# Squirrels in the garden



## mdprepper (Jan 22, 2010)

I know, I have not even broken ground on my garden yet. But I has having my morning coffee and looking out back and imagining it full of lush plants to feed my family and it hit me. 

There is my nice swing that the squirrels shredded to use the stuffing for their nests. There is the herb planter that they stole my garlic, half the chives and all of my lavender starters out of last spring.

So what can I do to keep them from getting into my garden this spring?

I can NOT use poison. Too many kids and pets in the area.

I can NOT shot them with a .22. I live in a townhouse community with 2 (yep I said 2) associations. (I was 18yo when my husband and I bought the house and just didn't know any better:dunnoThey would have me locked up before I could get the weapon put away. Plus, all of those kids and pets.

I can NOT have my husband and son pee  around the perimeter. See associations above.

I do not want to use a live trap. We have done that in the past and relocated them, but it makes the dog crazy until my husband comes home to remove them. The dog is an inside dog, and will chase the squirrels when we put him out to do his business, but we can not leave him outside all day long (spoiled I know).

Putting up a lot of chicken wire will make it a pain for me to tend the garden.

If I were to "deter" them with a BB or airsoft rifle would they get the hint and not come back?:scratch
Are there any herbs that I could add to the garden that will keep them away?
What are your non-lethal thoughts?
:flower:


----------



## TechAdmin (Oct 1, 2008)

I have had success with bb guns but your associations mite still take issue. If you have an airsoft gun you can get biodegradable bbs but I have heard a few stories about animals eating those and having to be put down due to intestinal issues.


----------



## *Andi (Nov 8, 2009)

(STORED DATA)
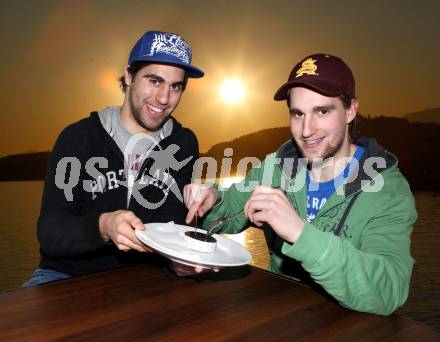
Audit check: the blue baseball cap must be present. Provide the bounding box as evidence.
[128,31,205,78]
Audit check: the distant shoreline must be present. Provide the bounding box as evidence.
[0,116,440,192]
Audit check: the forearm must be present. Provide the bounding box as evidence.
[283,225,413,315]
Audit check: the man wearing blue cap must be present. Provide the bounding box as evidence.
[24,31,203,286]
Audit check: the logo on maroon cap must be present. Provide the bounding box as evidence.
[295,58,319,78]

==

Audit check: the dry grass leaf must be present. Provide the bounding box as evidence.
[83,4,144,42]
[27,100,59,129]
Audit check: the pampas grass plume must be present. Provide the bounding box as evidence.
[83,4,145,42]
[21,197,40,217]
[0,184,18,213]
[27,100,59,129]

(GOAL OF THE EXERCISE) Resume the forum thread on squirrels in the garden from the point where it stops. None of the lines relate to the squirrel garden thread.

(TASK RESULT)
The only thing left that I can think of would be cayenne pepper. Place it around your plants, and replace after it rains. I use the cheap ones from the dollar store. 

I have a recipe for cayenne pepper spray (some where) that worked well on groundhogs, I'll see if I can find it if you would like me to.


----------



## UncleJoe (Jan 11, 2009)

Slingshot?


----------



## Seneschal (Dec 12, 2008)

My grandparents use diluted ammonia around the base of their fence to keep stray dogs and cats out. I haven't seen a single stray dog or cat there in years.

Come to think of it, I've never seen a single squirrel in their yard in years, either. Could be that would work! I don't ever notice any ammonia smell, but apparently it's bad enough to keep animals away. Lol, the barky dog next door hates their fence, and never runs at it.

EDIT: Let me put a disclaimer on this. I don't know how MUCH ammonia they use, or how often, or how diluted it is. I also don't know if this could cause any problems with your garden, either. I would suggest a little research before you try this. I don't want you to put ammonia down and grow poisonous carrots and get sick or something.


----------



## TechAdmin (Oct 1, 2008)

*Andi said:


> The only thing left that I can think of would be cayenne pepper. Place it around your plants, and replace after it rains. I use the cheap ones from the dollar store.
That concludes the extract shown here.